→ Task requirements
Turn every line of the records below into a numbered list, and skip any blank lines.

— Start of Record list —

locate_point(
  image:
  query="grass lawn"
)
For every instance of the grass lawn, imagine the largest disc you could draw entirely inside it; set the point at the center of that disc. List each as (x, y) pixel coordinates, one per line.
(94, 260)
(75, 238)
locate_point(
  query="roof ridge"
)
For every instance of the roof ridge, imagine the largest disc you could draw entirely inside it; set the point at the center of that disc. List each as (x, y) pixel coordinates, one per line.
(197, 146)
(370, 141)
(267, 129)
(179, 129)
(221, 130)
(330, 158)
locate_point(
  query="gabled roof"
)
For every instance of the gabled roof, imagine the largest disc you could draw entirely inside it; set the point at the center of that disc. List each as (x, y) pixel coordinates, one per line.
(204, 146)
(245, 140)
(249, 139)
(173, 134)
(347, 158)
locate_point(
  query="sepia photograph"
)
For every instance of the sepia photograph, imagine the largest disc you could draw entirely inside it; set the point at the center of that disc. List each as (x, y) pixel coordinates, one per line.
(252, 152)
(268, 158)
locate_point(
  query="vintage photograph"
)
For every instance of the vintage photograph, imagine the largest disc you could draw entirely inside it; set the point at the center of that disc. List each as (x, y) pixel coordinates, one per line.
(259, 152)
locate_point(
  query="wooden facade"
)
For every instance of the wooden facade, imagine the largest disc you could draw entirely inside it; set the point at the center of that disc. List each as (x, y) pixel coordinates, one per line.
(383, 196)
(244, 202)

— End of Record list —

→ Written response
1. locate_point(
2.   image:
3.   query="grass lawn"
4. )
5. For every instance of the grass lawn, imagine the largest disc you could draw entirely inside it; set the point at the center of that disc. List each as (x, y) pixel coordinates, one per line.
6. (94, 260)
7. (75, 238)
8. locate_point(
9.   query="roof ridge"
10. )
11. For every instance of the roof ridge, imagine the largest disc you could draw entirely inside it; set the point at the center of that disc. List each as (x, y) pixel coordinates, one per line.
12. (197, 146)
13. (370, 141)
14. (267, 129)
15. (179, 129)
16. (221, 130)
17. (330, 158)
18. locate_point(
19.   query="gabled roof"
20. )
21. For every instance of the gabled roof, imagine the largest disc you could draw entirely inside it; set the point at the center of that disc. List each as (x, y) pixel coordinates, one per line.
22. (204, 146)
23. (245, 140)
24. (249, 139)
25. (173, 134)
26. (347, 158)
27. locate_point(
28.   query="sepia photograph"
29. )
30. For every instance of the sepia photograph, imagine the largest disc you could draw entirely inside it; set the point at the center of that disc. List each as (x, y) pixel coordinates, one per line.
31. (252, 152)
32. (268, 158)
33. locate_point(
34.   query="vintage photograph"
35. )
36. For every instance of the vintage photograph, imagine the largest disc you could draw entirely inside it; set the point at the center of that disc. List each as (x, y) pixel coordinates, one per line.
37. (259, 152)
38. locate_point(
39.   query="wooden facade"
40. )
41. For every instance of the wooden facade, imagine the largest disc you could draw entirely inside it; set the point at the center of that disc. List each as (x, y) pixel coordinates, one per line.
42. (383, 196)
43. (244, 202)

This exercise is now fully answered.